Exercise instructions
How many lines of the material contain the word "driver"? Reply with the number alone.
## BEGIN Records shown
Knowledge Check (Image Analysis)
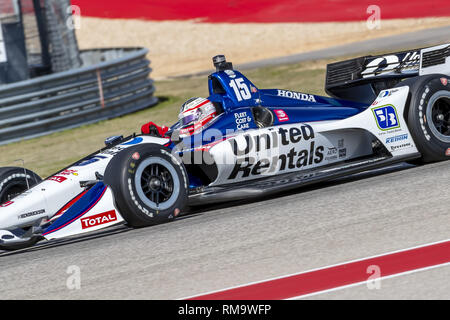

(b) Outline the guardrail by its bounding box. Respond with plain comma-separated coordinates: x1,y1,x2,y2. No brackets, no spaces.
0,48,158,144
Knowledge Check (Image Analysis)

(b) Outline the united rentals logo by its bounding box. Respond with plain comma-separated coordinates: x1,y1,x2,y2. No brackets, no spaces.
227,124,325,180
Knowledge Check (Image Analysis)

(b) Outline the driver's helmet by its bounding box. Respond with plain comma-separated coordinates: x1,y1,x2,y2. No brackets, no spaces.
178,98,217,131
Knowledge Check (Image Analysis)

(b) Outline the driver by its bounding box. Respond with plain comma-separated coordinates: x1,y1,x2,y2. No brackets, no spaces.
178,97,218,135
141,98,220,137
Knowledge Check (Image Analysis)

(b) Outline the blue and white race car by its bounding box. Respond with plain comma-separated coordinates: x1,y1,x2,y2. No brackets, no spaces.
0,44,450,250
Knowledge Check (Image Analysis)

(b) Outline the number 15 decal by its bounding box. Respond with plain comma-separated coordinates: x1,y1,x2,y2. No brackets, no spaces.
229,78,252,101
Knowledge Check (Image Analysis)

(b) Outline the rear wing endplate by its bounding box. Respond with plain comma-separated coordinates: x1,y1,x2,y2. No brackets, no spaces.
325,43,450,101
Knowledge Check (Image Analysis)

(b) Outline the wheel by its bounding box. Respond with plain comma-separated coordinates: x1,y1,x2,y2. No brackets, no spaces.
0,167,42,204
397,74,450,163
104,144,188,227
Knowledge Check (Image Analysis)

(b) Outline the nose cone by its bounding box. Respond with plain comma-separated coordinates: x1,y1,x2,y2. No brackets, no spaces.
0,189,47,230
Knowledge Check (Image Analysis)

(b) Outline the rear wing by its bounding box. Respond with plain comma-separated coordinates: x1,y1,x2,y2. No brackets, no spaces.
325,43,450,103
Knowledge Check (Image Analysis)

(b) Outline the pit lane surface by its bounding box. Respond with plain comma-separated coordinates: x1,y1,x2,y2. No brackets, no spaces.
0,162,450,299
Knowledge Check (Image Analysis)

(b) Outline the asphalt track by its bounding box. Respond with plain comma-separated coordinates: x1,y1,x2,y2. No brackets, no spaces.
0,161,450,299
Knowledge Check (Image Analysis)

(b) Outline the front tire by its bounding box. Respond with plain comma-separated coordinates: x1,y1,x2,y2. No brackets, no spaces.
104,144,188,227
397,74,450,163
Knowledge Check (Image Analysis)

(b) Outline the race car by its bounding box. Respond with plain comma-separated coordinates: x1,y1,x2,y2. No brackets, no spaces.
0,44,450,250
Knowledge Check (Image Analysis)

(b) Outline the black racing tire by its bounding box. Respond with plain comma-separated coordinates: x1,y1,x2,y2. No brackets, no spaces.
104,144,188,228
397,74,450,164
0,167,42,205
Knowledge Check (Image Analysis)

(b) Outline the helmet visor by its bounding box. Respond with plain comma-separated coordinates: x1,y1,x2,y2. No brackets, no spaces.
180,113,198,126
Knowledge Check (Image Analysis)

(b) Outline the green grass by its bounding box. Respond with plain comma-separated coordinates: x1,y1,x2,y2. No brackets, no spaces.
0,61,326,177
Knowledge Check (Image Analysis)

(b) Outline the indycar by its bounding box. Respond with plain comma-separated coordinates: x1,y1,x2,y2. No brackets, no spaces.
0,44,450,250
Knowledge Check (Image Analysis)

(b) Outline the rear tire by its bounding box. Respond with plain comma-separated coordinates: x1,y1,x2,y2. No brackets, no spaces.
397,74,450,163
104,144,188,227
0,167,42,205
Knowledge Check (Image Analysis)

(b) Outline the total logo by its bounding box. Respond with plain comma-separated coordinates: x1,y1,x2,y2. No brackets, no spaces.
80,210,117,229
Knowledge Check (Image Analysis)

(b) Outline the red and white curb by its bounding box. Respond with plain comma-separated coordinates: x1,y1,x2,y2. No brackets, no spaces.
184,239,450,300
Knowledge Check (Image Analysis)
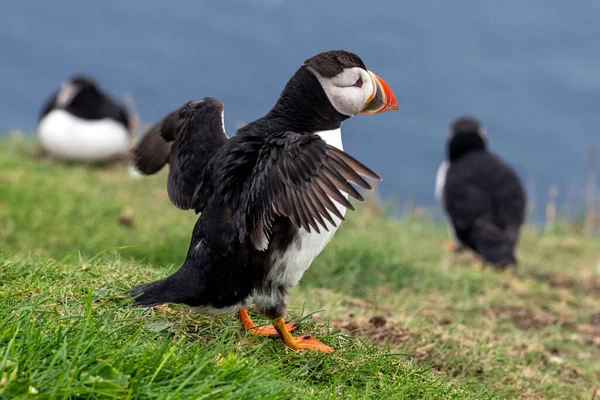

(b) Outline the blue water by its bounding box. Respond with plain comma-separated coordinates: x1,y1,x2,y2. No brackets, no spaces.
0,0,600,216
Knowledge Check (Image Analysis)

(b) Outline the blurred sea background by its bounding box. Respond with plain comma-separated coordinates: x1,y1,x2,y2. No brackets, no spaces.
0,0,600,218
## END Records shown
## BEGIN Records shown
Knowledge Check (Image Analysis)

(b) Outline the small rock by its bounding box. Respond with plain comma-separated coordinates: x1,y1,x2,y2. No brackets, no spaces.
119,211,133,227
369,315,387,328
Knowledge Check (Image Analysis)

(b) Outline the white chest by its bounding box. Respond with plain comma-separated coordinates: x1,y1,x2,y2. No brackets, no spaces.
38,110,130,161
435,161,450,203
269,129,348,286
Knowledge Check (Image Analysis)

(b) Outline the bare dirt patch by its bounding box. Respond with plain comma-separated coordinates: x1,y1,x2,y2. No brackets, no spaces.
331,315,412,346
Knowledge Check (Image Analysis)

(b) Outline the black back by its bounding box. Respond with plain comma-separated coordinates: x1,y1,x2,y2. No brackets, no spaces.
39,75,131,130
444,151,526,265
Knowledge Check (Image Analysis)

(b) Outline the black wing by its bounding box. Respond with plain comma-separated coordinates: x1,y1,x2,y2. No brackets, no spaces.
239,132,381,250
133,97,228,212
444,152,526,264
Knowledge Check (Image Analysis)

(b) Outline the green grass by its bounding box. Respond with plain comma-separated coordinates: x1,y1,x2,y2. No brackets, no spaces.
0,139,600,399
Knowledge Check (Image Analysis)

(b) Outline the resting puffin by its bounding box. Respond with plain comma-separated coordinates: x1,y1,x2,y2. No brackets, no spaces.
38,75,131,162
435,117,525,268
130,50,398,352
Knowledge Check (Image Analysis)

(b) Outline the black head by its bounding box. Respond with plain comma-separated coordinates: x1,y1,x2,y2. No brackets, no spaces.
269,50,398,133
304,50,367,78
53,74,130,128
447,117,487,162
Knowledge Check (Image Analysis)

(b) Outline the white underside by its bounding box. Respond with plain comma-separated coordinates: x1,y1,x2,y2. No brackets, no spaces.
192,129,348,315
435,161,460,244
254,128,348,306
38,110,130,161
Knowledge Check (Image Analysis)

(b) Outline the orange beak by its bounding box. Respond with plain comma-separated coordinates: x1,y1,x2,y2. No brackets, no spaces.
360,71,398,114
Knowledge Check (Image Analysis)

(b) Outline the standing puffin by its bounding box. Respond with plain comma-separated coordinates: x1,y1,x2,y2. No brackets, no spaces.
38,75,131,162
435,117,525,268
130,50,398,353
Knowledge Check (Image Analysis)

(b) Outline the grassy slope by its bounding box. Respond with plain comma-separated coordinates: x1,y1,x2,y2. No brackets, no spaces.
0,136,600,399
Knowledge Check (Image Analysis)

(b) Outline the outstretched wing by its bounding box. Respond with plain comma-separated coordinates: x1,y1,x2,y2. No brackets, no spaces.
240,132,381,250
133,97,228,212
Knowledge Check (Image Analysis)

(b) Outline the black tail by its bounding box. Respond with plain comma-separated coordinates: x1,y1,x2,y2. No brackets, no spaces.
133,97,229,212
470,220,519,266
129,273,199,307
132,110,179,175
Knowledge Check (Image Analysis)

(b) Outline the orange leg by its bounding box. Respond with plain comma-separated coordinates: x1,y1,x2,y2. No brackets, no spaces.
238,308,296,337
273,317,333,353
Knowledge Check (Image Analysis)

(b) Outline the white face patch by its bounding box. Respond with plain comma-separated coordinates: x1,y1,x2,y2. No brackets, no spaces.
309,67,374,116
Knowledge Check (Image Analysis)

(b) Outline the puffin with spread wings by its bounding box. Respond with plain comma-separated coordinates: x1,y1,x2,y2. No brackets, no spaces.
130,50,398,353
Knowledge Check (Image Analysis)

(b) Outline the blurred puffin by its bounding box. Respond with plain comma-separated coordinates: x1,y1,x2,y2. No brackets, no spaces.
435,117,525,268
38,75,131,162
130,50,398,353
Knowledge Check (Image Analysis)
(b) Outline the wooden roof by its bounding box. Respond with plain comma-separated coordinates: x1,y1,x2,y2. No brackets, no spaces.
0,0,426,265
## END Records shown
Task response
2